- Records from a data source:
--*--
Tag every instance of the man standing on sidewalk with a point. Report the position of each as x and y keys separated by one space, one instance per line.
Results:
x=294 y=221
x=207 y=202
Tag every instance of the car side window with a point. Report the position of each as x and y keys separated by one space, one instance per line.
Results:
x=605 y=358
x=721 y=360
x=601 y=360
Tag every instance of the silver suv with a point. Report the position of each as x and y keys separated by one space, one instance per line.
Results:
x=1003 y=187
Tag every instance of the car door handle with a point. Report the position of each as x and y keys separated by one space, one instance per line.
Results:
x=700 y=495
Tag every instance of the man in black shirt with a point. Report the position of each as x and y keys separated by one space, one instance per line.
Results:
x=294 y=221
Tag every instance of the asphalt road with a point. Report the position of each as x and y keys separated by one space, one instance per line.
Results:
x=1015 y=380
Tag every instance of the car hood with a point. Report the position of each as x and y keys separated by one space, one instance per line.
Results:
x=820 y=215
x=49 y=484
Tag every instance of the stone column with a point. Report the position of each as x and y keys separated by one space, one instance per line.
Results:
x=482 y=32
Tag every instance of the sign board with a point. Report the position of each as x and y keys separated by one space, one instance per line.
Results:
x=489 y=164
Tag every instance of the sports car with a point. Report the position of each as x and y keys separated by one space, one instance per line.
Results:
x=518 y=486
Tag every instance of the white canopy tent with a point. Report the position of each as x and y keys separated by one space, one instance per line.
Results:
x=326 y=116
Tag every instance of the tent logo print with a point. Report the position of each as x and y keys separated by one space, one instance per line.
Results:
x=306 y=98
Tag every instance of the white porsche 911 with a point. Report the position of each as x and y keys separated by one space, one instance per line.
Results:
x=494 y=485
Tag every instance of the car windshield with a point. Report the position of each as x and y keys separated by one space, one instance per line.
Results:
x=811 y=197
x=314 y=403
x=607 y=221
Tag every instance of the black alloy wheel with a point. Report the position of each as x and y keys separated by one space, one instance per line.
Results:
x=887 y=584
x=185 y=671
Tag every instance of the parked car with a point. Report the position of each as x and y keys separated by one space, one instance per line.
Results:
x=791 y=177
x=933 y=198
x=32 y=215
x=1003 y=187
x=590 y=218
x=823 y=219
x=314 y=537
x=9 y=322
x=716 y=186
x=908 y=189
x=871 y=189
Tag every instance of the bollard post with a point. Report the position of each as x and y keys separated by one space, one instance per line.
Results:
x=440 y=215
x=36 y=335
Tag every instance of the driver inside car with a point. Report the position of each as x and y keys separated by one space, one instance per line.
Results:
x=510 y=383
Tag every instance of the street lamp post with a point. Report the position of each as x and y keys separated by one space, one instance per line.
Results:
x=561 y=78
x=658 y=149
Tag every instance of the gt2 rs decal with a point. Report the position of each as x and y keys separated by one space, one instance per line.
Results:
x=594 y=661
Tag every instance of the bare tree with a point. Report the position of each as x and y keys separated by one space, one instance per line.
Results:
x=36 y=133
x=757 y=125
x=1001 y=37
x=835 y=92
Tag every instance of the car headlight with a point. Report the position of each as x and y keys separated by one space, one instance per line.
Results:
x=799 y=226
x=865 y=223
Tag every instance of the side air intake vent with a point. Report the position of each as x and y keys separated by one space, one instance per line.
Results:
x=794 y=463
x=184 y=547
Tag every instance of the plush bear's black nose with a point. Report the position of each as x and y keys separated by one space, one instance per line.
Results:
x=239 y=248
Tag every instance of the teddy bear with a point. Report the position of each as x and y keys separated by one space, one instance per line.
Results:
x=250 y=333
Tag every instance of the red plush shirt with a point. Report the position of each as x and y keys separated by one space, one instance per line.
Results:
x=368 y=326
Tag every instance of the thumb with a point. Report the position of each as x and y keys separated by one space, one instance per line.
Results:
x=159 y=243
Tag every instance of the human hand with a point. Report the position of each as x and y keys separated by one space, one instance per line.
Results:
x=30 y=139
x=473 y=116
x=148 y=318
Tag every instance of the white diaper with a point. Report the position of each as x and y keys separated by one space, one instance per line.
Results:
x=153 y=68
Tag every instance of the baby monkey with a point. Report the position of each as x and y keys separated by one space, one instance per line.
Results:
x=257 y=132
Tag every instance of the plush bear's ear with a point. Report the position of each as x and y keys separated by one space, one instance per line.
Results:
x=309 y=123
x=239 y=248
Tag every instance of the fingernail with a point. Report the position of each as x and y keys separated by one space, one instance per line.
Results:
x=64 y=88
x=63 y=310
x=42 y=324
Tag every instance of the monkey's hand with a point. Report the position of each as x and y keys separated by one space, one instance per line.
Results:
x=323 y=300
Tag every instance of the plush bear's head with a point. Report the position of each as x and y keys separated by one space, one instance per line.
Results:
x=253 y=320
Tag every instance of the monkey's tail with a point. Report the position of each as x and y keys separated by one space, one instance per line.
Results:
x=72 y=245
--*--
- Exercise objective: Filter the records for the string "monkey" and copy every line that holds it.

- Answer space:
Tag every instance of the baby monkey with a point. Report the position of each as x and y keys separated by one space, one instance per line.
Tag every instance of the monkey's hand with a point. Report the position of each as x and y keys separated by one space, one instance per line.
Tag every instance of the monkey's tail with a point. Report the position of each as x and y keys separated by one space, one instance per line.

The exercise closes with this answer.